— Begin Dataset rows —
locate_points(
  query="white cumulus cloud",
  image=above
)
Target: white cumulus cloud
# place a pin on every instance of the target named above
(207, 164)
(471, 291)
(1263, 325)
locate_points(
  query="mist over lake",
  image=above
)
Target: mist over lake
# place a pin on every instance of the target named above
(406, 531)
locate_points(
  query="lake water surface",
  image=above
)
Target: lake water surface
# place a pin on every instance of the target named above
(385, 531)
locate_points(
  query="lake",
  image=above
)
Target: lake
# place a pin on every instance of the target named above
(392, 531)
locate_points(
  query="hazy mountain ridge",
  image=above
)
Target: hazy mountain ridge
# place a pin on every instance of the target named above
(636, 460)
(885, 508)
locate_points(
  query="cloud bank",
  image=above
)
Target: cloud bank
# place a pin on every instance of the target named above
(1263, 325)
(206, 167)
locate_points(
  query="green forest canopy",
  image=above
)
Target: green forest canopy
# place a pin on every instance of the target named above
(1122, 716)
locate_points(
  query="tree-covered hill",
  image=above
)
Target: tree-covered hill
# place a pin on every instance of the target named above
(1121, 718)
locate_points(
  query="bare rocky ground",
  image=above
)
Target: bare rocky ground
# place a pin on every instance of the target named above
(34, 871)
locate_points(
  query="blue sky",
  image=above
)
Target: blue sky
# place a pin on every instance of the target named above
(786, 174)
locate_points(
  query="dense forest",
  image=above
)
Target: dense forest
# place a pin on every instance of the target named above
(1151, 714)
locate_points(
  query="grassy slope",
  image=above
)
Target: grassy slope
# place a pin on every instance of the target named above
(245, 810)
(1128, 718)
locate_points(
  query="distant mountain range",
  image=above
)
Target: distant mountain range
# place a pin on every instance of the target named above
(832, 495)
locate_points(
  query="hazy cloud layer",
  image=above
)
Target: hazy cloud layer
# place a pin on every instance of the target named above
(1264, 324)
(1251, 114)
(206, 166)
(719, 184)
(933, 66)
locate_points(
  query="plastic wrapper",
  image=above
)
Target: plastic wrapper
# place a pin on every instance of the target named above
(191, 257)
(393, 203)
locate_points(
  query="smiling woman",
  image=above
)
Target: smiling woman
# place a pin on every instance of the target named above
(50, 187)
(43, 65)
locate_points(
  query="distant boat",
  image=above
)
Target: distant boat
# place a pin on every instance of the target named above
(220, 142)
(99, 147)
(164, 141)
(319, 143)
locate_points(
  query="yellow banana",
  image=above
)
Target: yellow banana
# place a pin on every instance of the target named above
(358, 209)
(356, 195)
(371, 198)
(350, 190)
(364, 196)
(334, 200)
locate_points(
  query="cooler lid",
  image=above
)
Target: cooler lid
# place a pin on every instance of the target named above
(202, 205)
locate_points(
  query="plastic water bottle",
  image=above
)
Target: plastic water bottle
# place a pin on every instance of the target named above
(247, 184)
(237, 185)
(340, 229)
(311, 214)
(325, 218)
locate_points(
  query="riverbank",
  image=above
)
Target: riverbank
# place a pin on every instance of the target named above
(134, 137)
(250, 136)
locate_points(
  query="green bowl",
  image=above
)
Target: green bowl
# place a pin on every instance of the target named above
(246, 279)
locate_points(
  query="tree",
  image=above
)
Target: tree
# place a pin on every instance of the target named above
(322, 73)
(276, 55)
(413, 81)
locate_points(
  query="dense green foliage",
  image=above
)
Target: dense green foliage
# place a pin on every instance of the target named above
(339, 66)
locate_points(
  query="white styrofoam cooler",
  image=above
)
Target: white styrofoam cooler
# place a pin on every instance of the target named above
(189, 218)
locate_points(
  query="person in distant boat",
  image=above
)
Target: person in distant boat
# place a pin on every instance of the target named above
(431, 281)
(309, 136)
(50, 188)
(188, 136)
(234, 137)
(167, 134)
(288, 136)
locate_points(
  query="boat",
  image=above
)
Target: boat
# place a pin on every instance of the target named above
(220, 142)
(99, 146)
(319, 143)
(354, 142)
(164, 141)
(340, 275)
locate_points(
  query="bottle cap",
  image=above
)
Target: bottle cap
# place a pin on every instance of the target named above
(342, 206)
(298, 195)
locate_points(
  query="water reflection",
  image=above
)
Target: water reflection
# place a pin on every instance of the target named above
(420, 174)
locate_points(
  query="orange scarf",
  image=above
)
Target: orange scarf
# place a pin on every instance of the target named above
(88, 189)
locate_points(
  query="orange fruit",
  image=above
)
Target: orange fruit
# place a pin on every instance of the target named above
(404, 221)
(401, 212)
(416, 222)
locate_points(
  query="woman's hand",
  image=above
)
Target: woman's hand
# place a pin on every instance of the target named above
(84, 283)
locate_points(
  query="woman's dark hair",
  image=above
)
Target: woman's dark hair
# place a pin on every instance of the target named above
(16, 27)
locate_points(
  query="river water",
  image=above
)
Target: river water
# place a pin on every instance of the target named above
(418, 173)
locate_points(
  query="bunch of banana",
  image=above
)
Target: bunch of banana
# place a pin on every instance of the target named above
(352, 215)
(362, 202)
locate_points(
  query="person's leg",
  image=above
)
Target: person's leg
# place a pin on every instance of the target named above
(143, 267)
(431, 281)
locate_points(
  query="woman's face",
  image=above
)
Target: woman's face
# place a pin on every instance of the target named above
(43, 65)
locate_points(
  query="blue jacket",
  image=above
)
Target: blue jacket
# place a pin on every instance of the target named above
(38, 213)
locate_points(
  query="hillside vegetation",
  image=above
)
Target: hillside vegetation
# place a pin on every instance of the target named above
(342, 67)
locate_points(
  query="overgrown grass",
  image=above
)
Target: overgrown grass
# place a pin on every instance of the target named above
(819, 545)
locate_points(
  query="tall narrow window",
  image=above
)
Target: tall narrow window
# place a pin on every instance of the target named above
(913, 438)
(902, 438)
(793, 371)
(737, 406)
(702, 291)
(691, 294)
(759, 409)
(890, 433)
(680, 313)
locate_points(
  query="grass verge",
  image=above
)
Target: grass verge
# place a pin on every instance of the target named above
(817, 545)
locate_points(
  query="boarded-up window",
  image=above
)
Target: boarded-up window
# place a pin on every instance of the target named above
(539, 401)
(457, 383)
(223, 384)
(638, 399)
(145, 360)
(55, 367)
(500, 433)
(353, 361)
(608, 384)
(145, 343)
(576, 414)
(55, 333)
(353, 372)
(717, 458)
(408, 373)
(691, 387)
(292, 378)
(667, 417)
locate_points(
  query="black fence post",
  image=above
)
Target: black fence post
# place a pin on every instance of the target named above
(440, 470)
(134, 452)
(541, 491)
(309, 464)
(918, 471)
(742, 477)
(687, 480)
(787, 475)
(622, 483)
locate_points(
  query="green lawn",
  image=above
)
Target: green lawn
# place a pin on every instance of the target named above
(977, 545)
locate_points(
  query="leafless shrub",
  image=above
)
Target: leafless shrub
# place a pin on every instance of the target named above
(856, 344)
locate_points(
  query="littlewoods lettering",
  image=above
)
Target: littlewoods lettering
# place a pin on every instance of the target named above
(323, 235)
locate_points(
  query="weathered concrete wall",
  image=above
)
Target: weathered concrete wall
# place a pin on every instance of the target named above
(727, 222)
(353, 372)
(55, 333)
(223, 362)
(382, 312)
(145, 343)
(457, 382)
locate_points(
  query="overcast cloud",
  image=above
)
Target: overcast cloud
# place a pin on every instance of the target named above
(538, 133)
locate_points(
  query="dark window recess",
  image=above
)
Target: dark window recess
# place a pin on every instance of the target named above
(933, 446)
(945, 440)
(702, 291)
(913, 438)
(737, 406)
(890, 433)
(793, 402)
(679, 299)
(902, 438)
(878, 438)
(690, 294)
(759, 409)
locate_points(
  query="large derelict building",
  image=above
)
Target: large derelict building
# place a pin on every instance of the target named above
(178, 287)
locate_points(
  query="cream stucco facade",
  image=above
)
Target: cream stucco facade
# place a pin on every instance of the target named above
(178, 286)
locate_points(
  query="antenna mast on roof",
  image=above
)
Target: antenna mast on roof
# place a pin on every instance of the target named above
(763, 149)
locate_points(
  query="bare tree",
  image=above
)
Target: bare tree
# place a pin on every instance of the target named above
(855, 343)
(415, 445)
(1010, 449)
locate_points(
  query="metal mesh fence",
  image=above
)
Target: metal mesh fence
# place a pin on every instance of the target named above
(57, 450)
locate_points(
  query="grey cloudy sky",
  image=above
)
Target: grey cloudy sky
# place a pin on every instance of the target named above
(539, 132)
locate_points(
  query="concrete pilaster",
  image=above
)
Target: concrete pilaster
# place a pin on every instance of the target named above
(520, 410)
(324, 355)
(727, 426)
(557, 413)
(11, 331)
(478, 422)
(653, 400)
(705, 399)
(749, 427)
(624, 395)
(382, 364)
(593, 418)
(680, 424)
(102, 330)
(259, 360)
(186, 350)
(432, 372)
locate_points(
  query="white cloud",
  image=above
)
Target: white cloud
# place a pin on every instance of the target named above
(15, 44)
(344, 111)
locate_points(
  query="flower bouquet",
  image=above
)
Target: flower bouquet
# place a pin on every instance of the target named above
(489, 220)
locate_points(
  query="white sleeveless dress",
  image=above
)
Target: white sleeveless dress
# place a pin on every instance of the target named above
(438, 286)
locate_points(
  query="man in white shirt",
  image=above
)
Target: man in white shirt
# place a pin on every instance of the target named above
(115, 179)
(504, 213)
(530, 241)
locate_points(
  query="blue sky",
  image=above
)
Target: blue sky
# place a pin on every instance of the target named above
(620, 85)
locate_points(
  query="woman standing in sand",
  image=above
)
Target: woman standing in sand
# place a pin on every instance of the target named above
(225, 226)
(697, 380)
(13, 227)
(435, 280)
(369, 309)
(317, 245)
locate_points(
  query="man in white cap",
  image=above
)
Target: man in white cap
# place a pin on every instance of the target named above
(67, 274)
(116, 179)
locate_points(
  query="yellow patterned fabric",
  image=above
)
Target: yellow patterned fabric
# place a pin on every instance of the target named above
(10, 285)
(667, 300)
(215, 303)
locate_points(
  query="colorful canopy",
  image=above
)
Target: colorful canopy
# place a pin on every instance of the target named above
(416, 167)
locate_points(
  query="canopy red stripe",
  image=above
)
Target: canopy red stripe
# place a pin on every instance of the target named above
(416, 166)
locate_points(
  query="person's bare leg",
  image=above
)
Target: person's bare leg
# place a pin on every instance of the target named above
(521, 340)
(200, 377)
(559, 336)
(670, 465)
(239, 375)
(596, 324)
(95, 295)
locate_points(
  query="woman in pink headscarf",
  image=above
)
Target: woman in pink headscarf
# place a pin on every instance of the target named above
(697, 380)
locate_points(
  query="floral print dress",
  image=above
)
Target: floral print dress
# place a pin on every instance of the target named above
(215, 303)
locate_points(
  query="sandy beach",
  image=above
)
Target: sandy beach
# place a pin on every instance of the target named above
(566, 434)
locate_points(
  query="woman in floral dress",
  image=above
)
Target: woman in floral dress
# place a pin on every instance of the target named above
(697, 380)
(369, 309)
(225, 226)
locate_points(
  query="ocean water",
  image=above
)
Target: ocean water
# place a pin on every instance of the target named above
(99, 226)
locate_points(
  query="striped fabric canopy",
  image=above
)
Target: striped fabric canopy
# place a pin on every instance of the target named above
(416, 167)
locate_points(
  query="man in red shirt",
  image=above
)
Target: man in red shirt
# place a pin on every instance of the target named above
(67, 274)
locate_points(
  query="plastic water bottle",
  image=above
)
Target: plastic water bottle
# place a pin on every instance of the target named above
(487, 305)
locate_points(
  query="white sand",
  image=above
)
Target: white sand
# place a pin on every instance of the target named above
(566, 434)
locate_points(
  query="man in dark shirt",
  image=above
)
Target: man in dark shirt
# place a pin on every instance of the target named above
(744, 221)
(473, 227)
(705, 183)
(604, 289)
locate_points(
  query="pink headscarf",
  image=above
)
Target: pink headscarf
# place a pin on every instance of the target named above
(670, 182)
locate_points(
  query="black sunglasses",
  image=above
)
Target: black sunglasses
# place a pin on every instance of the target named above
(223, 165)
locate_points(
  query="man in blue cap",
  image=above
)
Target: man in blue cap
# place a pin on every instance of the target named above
— End Dataset rows —
Locate each line in the entries that contains the word "overgrown" and copy every such line in full.

  query="overgrown grass",
Target: overgrown grass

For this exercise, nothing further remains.